# [Estratto della pagina]

La musica fa parte della nostra vita, è la nostra “compagna di viaggio”.

Fin da quando siamo nel grembo materno, filtrati dal liquido amniotico, i profondi suoni corporei scandiscono il tempo del nostro divenire e ci avvolgono in un caldo e confortevole universo sonoro che scolpisce la nostra memoria più profonda e, talvolta, riaffiora dando luogo a manifestazioni ritmiche e melodiche tanto universali, quanto intimamente personali. Sono tante le persone che nel corso della loro vita prendono parte ad attività musicali, dall’ascolto, alla composizione, all’esecuzione.

Nel campo della psicologia della musica, Sloboda sostiene che ciò

 

sia dovuto al fatto che la “… musica è capace di suscitare in noi delle emozioni profonde e significative… ha la capacità di elevare il livello della nostra vita emotiva”.[2]

 

Vivere la musica ci dà piacere, ci permette di scaricare la nostra energia fisica, ci dà soddisfazione, ci fa provare emozioni più o meno intense;

 


al riguardo L. Bunt afferma che la musica interagisce con i nostri pensieri più intimi, spirituali e personali. La musica ci aiuta a sentirci più umani”[3].

 

Esiste dunque un legame tra l’uomo e la musica e la natura di questo

 

legame risiede nelle emozioni, “… gli insiemi dinamici, costituiti da molteplici componenti… cognitiva, fisiologica, espressivo - motoria, motivazionale, soggettiva o dell’esperienza emozionale… organizzati in una struttura gerarchica…[4]”.

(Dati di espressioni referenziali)
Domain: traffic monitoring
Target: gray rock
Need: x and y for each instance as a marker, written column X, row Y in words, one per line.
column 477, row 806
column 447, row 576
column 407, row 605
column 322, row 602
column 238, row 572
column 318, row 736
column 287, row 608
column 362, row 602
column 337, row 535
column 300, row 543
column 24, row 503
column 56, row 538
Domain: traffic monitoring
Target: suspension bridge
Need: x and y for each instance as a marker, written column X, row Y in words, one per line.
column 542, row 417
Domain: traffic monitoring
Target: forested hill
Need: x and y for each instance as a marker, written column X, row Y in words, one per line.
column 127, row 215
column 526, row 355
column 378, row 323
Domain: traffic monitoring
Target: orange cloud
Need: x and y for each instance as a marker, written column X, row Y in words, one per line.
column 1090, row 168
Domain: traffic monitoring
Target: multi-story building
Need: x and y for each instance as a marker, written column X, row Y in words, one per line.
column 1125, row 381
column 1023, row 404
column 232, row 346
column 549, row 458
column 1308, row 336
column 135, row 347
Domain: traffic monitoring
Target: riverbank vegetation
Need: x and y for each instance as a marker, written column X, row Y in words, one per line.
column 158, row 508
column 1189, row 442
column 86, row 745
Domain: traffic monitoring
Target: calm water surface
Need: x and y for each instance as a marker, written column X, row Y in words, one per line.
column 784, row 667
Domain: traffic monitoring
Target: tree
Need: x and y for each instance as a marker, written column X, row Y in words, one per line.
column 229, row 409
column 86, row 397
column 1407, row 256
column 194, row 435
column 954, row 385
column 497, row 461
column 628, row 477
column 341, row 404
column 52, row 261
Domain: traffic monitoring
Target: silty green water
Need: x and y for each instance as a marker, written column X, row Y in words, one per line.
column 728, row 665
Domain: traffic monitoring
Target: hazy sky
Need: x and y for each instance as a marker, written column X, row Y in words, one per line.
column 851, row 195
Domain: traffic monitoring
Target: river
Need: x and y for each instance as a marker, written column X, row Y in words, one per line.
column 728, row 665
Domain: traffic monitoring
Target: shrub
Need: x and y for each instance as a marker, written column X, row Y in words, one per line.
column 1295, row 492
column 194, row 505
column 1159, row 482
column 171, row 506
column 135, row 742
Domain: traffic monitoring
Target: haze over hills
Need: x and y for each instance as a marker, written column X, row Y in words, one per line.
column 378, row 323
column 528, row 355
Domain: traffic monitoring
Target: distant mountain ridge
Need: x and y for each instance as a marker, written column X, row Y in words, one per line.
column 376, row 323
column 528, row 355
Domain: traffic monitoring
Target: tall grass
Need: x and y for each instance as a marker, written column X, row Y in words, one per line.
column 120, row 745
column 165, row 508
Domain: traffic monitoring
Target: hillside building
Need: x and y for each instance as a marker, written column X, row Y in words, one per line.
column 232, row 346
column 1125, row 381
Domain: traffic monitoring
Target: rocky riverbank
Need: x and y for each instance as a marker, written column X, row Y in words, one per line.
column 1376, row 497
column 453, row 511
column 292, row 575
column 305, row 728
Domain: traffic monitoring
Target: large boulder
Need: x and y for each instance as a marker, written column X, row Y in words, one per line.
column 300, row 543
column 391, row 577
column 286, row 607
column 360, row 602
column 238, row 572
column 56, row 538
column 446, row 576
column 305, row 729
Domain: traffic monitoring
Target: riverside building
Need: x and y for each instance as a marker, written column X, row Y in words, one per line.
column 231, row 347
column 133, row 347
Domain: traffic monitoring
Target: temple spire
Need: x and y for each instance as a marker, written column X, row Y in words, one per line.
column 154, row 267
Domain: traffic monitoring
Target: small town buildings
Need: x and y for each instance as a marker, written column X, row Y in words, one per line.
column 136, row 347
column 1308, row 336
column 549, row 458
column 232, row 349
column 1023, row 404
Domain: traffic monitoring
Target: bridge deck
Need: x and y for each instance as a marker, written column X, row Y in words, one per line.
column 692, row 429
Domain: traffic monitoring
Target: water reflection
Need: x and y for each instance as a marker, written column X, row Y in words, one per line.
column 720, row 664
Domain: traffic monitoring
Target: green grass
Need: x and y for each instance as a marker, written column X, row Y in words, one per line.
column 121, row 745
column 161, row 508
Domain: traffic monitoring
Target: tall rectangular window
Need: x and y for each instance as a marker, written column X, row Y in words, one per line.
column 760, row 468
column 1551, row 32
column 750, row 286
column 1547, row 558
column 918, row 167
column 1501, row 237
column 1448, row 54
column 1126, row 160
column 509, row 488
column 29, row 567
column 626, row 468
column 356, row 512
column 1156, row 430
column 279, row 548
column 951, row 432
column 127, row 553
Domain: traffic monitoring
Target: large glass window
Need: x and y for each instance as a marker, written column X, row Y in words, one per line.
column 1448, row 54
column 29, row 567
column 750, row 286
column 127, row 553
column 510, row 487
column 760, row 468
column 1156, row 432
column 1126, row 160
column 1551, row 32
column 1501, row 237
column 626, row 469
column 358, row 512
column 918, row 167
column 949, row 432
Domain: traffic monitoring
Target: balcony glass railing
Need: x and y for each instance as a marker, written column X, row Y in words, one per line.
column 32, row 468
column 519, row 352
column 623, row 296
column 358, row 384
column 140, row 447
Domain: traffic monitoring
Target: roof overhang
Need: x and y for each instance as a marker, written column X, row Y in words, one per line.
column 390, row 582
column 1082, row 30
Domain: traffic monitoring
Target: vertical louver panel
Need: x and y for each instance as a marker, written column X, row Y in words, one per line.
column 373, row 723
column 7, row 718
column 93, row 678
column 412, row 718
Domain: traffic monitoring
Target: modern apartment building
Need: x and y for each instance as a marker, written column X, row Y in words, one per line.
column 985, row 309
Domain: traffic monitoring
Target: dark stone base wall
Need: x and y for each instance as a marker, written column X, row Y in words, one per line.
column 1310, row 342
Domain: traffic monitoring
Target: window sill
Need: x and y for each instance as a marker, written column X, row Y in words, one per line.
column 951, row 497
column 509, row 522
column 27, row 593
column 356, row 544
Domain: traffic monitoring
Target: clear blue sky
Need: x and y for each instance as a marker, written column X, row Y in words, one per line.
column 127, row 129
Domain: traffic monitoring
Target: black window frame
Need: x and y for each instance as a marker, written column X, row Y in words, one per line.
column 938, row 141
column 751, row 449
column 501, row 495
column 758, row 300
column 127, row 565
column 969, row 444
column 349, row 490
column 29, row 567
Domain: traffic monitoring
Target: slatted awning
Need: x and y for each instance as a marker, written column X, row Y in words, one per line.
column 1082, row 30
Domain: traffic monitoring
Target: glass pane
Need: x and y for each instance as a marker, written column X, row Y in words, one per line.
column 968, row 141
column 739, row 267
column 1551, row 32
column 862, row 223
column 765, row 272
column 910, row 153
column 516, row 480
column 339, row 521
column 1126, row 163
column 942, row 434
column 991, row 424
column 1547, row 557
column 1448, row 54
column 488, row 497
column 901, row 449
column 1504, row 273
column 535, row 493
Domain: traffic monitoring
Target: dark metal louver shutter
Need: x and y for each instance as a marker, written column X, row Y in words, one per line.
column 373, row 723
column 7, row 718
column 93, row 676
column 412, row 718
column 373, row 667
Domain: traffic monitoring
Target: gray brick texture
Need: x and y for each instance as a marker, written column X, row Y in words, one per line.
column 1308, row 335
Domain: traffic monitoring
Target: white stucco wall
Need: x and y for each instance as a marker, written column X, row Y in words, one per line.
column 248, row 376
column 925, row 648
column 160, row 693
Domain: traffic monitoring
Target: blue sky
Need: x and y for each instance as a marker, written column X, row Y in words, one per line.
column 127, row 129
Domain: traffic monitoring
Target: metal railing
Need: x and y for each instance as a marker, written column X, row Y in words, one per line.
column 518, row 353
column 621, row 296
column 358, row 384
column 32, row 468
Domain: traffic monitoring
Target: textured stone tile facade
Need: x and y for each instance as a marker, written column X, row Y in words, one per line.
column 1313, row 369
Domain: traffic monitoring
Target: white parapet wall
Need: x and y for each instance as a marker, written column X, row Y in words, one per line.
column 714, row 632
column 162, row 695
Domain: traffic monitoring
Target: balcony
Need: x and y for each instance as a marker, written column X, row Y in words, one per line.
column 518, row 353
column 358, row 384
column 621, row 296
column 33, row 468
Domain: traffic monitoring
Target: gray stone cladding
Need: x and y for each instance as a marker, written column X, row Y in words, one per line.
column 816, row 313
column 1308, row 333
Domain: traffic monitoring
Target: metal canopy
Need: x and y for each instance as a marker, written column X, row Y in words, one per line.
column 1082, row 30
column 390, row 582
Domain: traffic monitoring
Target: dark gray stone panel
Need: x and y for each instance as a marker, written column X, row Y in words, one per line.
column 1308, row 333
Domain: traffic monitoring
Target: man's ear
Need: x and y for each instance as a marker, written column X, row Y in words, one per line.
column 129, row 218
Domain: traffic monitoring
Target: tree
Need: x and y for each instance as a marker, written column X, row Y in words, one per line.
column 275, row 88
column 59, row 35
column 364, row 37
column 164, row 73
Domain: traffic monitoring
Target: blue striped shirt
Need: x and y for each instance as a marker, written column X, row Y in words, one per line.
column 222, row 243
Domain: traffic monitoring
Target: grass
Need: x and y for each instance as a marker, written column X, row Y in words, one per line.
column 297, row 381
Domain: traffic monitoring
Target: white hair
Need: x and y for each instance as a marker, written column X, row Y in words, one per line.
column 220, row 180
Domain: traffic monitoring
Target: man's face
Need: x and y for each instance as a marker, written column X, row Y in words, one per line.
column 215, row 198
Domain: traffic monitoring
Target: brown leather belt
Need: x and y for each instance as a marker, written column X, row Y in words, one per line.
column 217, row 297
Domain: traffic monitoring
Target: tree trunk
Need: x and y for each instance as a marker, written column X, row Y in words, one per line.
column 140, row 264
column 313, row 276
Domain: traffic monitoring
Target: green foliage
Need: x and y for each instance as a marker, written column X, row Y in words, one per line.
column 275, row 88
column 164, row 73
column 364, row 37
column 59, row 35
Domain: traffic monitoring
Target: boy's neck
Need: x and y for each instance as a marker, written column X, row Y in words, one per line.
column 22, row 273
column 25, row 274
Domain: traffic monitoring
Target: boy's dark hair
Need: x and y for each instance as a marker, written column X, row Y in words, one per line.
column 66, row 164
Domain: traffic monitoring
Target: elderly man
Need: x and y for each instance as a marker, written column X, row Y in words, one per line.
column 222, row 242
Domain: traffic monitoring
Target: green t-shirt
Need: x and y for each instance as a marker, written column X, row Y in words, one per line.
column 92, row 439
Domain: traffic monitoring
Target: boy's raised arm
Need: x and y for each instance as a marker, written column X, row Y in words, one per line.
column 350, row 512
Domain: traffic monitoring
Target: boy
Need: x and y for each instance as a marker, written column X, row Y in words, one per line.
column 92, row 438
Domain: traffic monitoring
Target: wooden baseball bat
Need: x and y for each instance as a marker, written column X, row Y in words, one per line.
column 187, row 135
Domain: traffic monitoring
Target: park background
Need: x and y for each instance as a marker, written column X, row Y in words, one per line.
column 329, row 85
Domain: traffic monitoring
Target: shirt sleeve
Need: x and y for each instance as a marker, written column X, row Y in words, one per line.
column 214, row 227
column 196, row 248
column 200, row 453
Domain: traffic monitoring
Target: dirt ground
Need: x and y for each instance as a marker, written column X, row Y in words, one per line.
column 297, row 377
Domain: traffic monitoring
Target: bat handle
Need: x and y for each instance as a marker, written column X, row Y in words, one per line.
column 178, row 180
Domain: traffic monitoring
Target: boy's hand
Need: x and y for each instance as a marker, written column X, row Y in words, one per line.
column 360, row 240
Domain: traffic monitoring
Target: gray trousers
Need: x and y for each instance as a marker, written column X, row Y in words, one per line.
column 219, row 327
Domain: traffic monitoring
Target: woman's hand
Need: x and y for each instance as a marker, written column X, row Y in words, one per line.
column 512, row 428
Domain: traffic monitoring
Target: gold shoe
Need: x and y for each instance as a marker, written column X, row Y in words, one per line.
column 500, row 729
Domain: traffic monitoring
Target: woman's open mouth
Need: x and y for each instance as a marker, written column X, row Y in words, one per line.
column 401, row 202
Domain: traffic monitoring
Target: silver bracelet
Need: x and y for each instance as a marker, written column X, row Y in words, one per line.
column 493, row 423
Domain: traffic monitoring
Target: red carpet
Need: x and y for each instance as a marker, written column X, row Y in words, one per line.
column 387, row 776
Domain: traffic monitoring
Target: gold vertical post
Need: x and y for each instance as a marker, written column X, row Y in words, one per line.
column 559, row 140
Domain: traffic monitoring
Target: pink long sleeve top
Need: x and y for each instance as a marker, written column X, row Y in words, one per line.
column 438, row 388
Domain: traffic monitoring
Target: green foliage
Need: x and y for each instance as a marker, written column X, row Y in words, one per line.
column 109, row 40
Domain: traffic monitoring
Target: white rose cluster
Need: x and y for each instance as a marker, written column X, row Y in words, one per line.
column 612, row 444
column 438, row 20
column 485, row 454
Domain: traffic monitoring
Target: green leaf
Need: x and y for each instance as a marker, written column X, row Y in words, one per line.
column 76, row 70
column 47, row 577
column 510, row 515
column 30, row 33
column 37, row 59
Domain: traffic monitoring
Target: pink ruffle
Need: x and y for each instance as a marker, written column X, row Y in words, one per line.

# [Domande sul materiale]
- 1) Stabilisci se le affermazioni seguenti concordano con il testo sulla musica e le emozioni, rispondendo sì o no e citando alla lettera le parole decisive: (a) secondo Sloboda la musica può suscitare emozioni profonde; (b) nel grembo materno i suoni corporei giungono senza alcun filtro; (c) la natura del legame tra l'uomo e la musica risiede nelle emozioni.
- 2) Trascrivi, senza modifiche, il passo del testo sulla musica e le emozioni da «La musica fa» a «alla composizione, all’esecuzione.».
- 3) Prosegui il testo sulla musica e le emozioni dal punto in cui si interrompe.

# [Risposte ai compiti]
- 1)
(a) Sì: «musica è capace di suscitare in noi delle emozioni profonde e significative».
(b) No: «filtrati dal liquido amniotico».
(c) Sì: «legame risiede nelle emozioni».

- 2)
La musica fa parte della nostra vita, è la nostra “compagna di viaggio”.

Fin da quando siamo nel grembo materno, filtrati dal liquido amniotico, i profondi suoni corporei scandiscono il tempo del nostro divenire e ci avvolgono in un caldo e confortevole universo sonoro che scolpisce la nostra memoria più profonda e, talvolta, riaffiora dando luogo a manifestazioni ritmiche e melodiche tanto universali, quanto intimamente personali. Sono tante le persone che nel corso della loro vita prendono parte ad attività musicali, dall’ascolto, alla composizione, all’esecuzione.

- 3)
 

Questa affermazione sottende l’accettazione del fatto che la musica esercita, in qualche modo, un’influenza sull’uomo.

Come fa la musica ad influire sulle persone? 

Se la musica suscita effetti sulle persone, può essere usata con scopi terapeutici? 

Le risposte che gli psicologi della musica e i musicoterapeuti hanno formulato sono tante e diverse tra di loro, poiché nascono da modi diversi di intendere e di definire l’uomo e la musica, in base alla scuola di pensiero alla quale aderiscono.

Entrando nel campo specifico della musicoterapia è doveroso sottolineare che l’idea di fare un uso terapeutico della musica affonda le sue radici sin dall’antichità, ha attraversato i secoli, le diverse culture e società, sostenuta dalla convinzione condivisa del “potere terapeutico” della musica, ma solo negli ultimi decenni la musicoterapia ha cominciato ad evolversi come disciplina specifica. La sua età relativamente giovane, la sua natura transdisciplinare rendono arduo il compito di chi tenta di darne una definizione.

La definizione di musicoterapia è generalmente determinata da uno specifico contesto operativo del musicoterapeuta, dalle sue convinzioni teoriche e dai modi di pensare, che ne riflettono l’identità professionale e la filosofia personale.

È proprio all’interno di questo vasto panorama epistemologico che si vengono a delineare metodi e strategie d’intervento differenti: alcune sono a tutt’oggi riconosciute come “ufficiali”, o comunque godono di fama internazionale, altre si diffondono a livello locale e rappresentano il risultato di un lungo cammino di ricerca, di studio e di pratica in campo musicoterapico.


Note

[1] A. Sher, Year of The King, Londra,  Methuen, 1985, p. 215.

[2] J. A. Sloboda, La musica come abilità cognitiva, in La Mente Musicale, Il Mulino, 1988, ed. it. a cura di R. Luccio, p. 23.

[3] L. Bunt, Musicoterapia. Un’arte oltre le parole, a cura di M.M. Filippi, Bologna, Kappa, 1997, p. XII.

[4] P. E. Ricci Bitti, Le emozioni e la loro esteriorizzazione, in Regolazione delle emozioni e arti- terapie, Roma, Carocci, 1988, a cura di P.E. Ricci Bitti, p. 16.